# How To Date A 113 Series Craftsman Radial Arm Saw



## mangorockfish (Feb 27, 2017)

Trying to figure out how to determine date of Craftsman RAS from serial number or model number. Help!!


----------



## woodnthings (Jan 24, 2009)

*Check out this site*

This site will list Craftsman machines sold by Sear Roebuck:


http://vintagemachinery.org/mfgIndex/detail.aspx?id=222


http://vintagemachinery.org/mfgindex/detail.aspx?id=286


http://vintagemachinery.org/Craftsman/manufacturers.aspx?sort=1



Why didn't you list the model number in your question? It may be as simple as looking in an old catalog collection I have.


----------



## mangorockfish (Feb 27, 2017)

Sorry about that. One is 11319760 and the other is 113199150. Thanks


----------



## woodnthings (Jan 24, 2009)

*You can look here......*

This saw has a slightly different model number, but close:
http://vintagemachinery.org/photoindex/detail.aspx?id=31684
Manufactured in 1984.


Look for your model number here:
http://vintagemachinery.org/mfgindex/detail.aspx?id=286&tab=4


The Craftsman brand:
http://vintagemachinery.org/mfgindex/detail.aspx?id=222


----------



## woodshed (Feb 11, 2020)

» **DIRECTIVE A**
Please return each line from the listing below that contains the word "shirt".

» **EXERCISE DATA**
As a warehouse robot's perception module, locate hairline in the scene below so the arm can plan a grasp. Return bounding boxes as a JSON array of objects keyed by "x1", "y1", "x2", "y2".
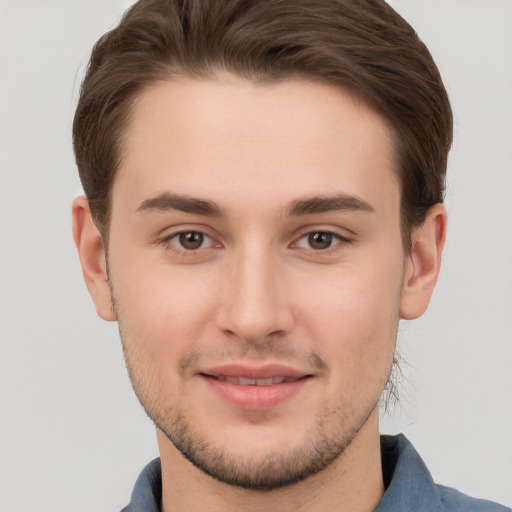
[{"x1": 95, "y1": 65, "x2": 417, "y2": 254}]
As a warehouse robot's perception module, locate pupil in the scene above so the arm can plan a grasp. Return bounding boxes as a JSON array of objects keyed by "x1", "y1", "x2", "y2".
[
  {"x1": 180, "y1": 231, "x2": 204, "y2": 250},
  {"x1": 308, "y1": 232, "x2": 332, "y2": 249}
]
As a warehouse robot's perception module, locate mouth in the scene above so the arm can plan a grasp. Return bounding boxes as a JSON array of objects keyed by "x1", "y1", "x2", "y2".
[
  {"x1": 202, "y1": 374, "x2": 309, "y2": 386},
  {"x1": 199, "y1": 365, "x2": 314, "y2": 411}
]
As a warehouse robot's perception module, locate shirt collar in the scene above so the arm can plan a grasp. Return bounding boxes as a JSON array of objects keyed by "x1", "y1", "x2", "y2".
[{"x1": 122, "y1": 434, "x2": 441, "y2": 512}]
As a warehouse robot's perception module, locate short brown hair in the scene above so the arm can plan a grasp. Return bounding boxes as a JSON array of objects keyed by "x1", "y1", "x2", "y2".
[{"x1": 73, "y1": 0, "x2": 453, "y2": 249}]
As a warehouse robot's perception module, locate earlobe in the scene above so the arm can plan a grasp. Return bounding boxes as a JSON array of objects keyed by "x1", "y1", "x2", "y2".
[
  {"x1": 400, "y1": 204, "x2": 447, "y2": 320},
  {"x1": 72, "y1": 196, "x2": 116, "y2": 321}
]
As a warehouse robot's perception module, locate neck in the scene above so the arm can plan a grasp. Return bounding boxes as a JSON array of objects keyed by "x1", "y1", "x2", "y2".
[{"x1": 158, "y1": 409, "x2": 384, "y2": 512}]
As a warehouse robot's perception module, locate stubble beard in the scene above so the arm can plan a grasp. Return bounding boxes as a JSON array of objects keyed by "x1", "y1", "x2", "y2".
[
  {"x1": 121, "y1": 337, "x2": 380, "y2": 492},
  {"x1": 111, "y1": 280, "x2": 396, "y2": 492}
]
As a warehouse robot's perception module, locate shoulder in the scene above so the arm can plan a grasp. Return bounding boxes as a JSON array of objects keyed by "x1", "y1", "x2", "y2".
[
  {"x1": 436, "y1": 485, "x2": 511, "y2": 512},
  {"x1": 376, "y1": 435, "x2": 512, "y2": 512}
]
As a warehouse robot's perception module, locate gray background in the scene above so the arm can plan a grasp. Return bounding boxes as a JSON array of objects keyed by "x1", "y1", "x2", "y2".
[{"x1": 0, "y1": 0, "x2": 512, "y2": 512}]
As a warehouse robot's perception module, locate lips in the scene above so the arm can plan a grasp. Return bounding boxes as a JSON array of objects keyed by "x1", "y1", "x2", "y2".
[
  {"x1": 199, "y1": 364, "x2": 313, "y2": 410},
  {"x1": 213, "y1": 375, "x2": 297, "y2": 386}
]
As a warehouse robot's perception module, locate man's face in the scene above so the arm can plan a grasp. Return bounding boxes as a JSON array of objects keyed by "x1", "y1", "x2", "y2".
[{"x1": 109, "y1": 76, "x2": 404, "y2": 488}]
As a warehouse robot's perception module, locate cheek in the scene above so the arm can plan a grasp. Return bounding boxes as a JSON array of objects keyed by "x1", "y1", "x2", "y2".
[
  {"x1": 112, "y1": 260, "x2": 218, "y2": 366},
  {"x1": 302, "y1": 255, "x2": 402, "y2": 380}
]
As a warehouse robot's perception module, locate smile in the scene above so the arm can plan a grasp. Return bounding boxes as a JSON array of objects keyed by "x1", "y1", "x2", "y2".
[{"x1": 210, "y1": 375, "x2": 297, "y2": 386}]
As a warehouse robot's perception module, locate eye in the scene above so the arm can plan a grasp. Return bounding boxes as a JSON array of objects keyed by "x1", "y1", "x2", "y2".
[
  {"x1": 165, "y1": 231, "x2": 213, "y2": 251},
  {"x1": 297, "y1": 231, "x2": 348, "y2": 251}
]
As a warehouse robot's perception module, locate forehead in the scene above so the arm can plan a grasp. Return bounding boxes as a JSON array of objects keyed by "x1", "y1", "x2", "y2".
[{"x1": 113, "y1": 75, "x2": 398, "y2": 217}]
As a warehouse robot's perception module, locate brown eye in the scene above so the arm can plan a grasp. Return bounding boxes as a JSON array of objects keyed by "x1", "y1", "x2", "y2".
[
  {"x1": 308, "y1": 231, "x2": 333, "y2": 251},
  {"x1": 177, "y1": 231, "x2": 205, "y2": 251}
]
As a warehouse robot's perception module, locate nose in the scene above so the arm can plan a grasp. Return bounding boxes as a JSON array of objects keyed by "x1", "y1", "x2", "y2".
[{"x1": 217, "y1": 244, "x2": 294, "y2": 343}]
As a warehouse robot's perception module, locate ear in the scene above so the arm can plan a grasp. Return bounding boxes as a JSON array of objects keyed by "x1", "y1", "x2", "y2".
[
  {"x1": 72, "y1": 196, "x2": 116, "y2": 321},
  {"x1": 400, "y1": 204, "x2": 447, "y2": 320}
]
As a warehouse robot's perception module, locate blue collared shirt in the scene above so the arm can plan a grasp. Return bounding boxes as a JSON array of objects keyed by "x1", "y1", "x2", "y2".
[{"x1": 121, "y1": 435, "x2": 512, "y2": 512}]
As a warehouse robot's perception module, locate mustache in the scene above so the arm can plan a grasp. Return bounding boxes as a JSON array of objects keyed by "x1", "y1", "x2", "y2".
[{"x1": 179, "y1": 341, "x2": 328, "y2": 375}]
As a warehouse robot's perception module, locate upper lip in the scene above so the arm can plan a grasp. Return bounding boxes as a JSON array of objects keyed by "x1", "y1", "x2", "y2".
[{"x1": 199, "y1": 364, "x2": 311, "y2": 379}]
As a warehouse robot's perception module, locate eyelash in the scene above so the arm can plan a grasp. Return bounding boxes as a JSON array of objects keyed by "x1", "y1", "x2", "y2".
[{"x1": 159, "y1": 229, "x2": 351, "y2": 256}]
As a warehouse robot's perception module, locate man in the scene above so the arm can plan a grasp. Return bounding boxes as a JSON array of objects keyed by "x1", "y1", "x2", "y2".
[{"x1": 73, "y1": 0, "x2": 506, "y2": 512}]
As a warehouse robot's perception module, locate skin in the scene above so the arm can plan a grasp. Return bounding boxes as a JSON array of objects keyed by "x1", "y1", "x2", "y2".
[{"x1": 73, "y1": 75, "x2": 446, "y2": 512}]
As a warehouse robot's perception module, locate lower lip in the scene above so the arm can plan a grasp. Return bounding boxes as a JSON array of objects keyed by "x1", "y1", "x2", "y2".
[{"x1": 202, "y1": 375, "x2": 311, "y2": 411}]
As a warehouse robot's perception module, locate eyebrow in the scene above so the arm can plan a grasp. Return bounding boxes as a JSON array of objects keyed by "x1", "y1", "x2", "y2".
[
  {"x1": 136, "y1": 192, "x2": 224, "y2": 217},
  {"x1": 287, "y1": 194, "x2": 375, "y2": 216},
  {"x1": 136, "y1": 192, "x2": 375, "y2": 217}
]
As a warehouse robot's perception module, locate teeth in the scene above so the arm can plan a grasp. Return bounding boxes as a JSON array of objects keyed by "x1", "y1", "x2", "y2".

» **DIRECTIVE B**
Write out the passage of the forum thread above word for word, everything from "# How To Date" down to "model number. Help!!".

» **PROBLEM SOLUTION A**
As a warehouse robot's perception module, locate shirt collar in the scene above so the arm can plan a grasp. Return bounding boxes as a JSON array of objects keyed by "x1", "y1", "x2", "y2".
As a warehouse robot's perception module, locate blue collared shirt in the scene above so the arm can plan a grasp. Return bounding boxes as a JSON array of objects keyed by "x1", "y1", "x2", "y2".

» **PROBLEM SOLUTION B**
# How To Date A 113 Series Craftsman Radial Arm Saw



## mangorockfish (Feb 27, 2017)

Trying to figure out how to determine date of Craftsman RAS from serial number or model number. Help!!